Down to the final line, reproduce the entries that follow exactly.

+ + + + +

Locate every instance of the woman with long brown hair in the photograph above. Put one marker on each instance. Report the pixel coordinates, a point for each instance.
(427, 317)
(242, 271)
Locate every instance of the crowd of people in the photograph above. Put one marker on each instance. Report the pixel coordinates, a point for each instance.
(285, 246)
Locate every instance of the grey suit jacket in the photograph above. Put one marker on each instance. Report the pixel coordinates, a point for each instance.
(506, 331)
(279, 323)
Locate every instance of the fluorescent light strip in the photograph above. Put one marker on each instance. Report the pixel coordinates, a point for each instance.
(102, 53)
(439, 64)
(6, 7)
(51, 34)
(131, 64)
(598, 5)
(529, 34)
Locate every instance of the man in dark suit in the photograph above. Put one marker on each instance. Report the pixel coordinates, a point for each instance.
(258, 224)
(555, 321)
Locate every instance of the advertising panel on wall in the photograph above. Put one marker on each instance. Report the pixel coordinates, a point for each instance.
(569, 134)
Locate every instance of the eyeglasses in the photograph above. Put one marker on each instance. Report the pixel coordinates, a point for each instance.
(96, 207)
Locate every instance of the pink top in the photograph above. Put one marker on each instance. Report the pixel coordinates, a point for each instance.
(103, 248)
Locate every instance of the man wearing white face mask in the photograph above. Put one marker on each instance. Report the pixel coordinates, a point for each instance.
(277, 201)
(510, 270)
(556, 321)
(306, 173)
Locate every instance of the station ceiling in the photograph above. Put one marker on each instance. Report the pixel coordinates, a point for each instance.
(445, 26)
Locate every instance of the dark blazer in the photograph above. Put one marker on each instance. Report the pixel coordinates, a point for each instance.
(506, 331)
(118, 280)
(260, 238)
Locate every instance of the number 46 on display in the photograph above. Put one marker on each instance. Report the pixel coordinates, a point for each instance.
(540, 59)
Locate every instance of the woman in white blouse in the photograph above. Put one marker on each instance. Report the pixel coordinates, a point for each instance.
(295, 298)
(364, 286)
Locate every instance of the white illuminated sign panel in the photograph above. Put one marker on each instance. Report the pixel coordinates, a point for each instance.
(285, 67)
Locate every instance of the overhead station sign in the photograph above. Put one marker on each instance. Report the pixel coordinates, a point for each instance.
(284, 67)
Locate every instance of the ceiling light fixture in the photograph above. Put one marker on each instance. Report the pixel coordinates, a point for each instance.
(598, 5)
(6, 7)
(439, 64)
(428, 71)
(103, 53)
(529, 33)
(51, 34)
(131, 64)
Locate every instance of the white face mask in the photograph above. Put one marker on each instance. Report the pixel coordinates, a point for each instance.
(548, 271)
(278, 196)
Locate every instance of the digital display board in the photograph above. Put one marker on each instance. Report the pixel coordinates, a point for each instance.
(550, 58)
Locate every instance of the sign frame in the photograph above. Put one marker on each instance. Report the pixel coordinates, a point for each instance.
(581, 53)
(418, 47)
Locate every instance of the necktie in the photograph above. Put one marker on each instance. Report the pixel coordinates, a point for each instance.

+ + + + +

▶ **EXERCISE RESPONSE**:
Locate every instance of the woman with long brown hair in the photograph above. Put one marker on each instance. Report the pixel coordinates, a point for each instance.
(427, 317)
(242, 271)
Locate every instance of the crowd of people in the photograph above. Put one marker on each instance. Report the pixel coordinates, a point for each instance.
(285, 246)
Locate every instance of the grey suit jacket in the photograph above. Put one marker on each instance. Report the pixel coordinates, a point for each instance.
(506, 331)
(279, 323)
Locate every instance of the fluorescent light strip in the photograph above. Put one marker on each instance. Report the pixel coordinates, a point for each instance.
(102, 53)
(439, 64)
(6, 7)
(51, 34)
(131, 64)
(598, 5)
(529, 34)
Locate every instance of the man in dark suit in the photograph above. Put one marker on each instance. Report the pixel coordinates, a point for each instance.
(258, 224)
(555, 321)
Locate every instance of the advertising panel on wall in the photograph above. Put one marker on each instance. Report the pixel coordinates, a point for each instance.
(569, 134)
Locate every instance of the eyeglasses in the photograph above. Put one marker on each instance. Report the pixel coordinates, a point for each instance.
(96, 207)
Locate every instance of the pink top in the photograph above. Put one marker on each instance. Report the pixel coordinates, a point for each instance.
(103, 248)
Locate every instance of the man wearing white face mask in the photograph above. Put one marker on each instance. Report the pixel coordinates, a point for each instance.
(277, 201)
(510, 270)
(556, 321)
(306, 173)
Locate every instance of the station ceiling in the photograph above. Put one marker on each instance. Report the pixel coordinates, a point for each instance.
(445, 26)
Locate every instance of the dark blazer in the photograph above. Put one marker on each instance. Report the pixel coordinates, a point for each instance.
(506, 331)
(118, 280)
(260, 238)
Locate every instance of the number 46 on display in the photograph above. Put one marker on each instance. Report the pixel coordinates, a point for each instance.
(540, 59)
Locate every instance of the woman in white blouse in the photograph above. Put one marker on each instance. Report the pixel coordinates, a point for each instance.
(295, 298)
(364, 286)
Locate every instance of the white illuminated sign panel in the photograph above. Put one marker on each instance. Report the pixel coordinates, a point for each instance.
(285, 67)
Locate every instance of the overhead station sign in the photograph above. Put one marker on each instance. Report the pixel coordinates, a point for each instance.
(284, 67)
Locate every instance of the ceiling light fixture in the photograph above. Put one marker on each instance. Report the pixel coordinates, a point for each instance.
(598, 5)
(6, 7)
(439, 64)
(428, 71)
(103, 53)
(529, 33)
(51, 34)
(131, 64)
Locate every instance of the white face mask in the photograph above. Put one marker on each instance. Report the pixel coordinates, a point for each instance.
(548, 271)
(278, 196)
Locate every instance of the digital display board in the photograph above. Put one marker on each instance. Report the pixel coordinates, a point for each instance.
(550, 58)
Locate every instance of the sign frame in the photograph above. Put one marker on each instance. Report the pixel coordinates, a point for each instance.
(581, 53)
(418, 47)
Locate every instance of the necktie in the photograph above. Put one marker on each instance. Report the pixel coordinates, a point for each instance.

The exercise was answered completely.